[The problem] In the records below, find the line that contains "point(274, 10)" and the line that contains "point(19, 73)". Set down exactly those lines and every line between them, and nothing more.

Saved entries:

|---|

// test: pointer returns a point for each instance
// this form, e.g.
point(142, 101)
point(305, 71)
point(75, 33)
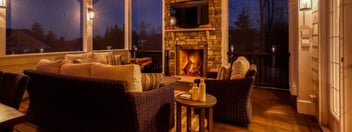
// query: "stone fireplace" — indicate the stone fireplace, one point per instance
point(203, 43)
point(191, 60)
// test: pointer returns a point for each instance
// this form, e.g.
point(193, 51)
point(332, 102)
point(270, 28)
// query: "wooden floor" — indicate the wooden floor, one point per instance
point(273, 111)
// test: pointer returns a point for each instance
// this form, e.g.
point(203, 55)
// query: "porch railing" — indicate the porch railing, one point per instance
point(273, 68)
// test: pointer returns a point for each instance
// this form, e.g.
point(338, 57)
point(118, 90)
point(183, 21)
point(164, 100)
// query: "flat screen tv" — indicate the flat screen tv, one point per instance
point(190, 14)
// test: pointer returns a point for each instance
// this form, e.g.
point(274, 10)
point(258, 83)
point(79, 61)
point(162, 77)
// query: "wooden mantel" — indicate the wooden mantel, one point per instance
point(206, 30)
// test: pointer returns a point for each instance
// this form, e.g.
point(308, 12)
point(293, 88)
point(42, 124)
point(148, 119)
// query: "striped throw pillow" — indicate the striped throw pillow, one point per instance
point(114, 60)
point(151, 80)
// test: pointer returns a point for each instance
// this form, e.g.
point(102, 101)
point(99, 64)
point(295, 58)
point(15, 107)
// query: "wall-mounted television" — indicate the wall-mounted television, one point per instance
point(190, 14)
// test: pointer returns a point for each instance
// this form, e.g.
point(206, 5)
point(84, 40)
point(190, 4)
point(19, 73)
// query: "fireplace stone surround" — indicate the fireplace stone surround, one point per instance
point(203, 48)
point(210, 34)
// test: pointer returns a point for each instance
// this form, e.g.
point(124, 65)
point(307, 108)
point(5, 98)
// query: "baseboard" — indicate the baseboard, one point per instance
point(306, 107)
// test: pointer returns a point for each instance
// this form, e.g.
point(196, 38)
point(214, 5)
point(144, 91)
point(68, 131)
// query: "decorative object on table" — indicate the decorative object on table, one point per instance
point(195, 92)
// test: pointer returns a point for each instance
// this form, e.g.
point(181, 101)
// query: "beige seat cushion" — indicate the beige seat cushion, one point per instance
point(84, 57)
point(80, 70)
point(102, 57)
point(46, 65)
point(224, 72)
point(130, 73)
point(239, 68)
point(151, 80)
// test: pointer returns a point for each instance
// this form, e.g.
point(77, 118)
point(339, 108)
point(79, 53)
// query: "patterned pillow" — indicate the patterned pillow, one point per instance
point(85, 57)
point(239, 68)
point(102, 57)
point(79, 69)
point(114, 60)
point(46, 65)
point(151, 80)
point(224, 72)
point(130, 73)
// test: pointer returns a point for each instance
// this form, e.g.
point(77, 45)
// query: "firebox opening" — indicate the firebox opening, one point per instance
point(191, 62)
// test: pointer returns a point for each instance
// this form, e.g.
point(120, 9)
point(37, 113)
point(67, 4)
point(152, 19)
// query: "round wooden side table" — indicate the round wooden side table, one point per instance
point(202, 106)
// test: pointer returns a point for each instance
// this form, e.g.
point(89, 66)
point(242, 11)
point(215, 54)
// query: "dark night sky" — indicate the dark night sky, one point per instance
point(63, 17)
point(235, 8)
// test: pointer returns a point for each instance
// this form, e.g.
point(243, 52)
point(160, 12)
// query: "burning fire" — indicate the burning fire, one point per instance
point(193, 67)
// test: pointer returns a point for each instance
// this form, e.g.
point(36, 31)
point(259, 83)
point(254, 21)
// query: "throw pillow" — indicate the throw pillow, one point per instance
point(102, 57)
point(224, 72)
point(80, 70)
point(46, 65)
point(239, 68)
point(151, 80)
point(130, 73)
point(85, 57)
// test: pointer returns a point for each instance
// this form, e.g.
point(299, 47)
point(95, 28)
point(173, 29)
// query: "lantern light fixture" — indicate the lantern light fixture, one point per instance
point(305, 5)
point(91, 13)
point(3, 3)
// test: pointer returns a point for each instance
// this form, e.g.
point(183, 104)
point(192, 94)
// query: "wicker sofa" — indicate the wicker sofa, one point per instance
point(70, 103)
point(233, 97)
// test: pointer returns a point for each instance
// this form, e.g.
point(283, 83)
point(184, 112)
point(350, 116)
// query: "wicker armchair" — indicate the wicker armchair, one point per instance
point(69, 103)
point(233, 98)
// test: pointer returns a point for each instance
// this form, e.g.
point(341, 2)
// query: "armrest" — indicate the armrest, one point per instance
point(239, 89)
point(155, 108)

|---|

[Exercise output]
point(274, 10)
point(258, 83)
point(79, 61)
point(162, 77)
// query: "wooden mantel" — indicate the wooden mantel, one point per instance
point(206, 30)
// test: pointer returns a point for each instance
// this form, e.g.
point(308, 12)
point(293, 88)
point(42, 124)
point(148, 119)
// query: "striped throw pillow" — indicate the striped throw pillow, one point per instance
point(114, 60)
point(151, 80)
// test: pointer returns a point for each instance
// this form, e.g.
point(102, 101)
point(99, 64)
point(295, 58)
point(15, 107)
// query: "wall-mounted television" — indicate the wall-mounted television, one point per instance
point(190, 14)
// test: pointer returns a point for each instance
// this form, e.g.
point(206, 5)
point(84, 40)
point(190, 4)
point(19, 73)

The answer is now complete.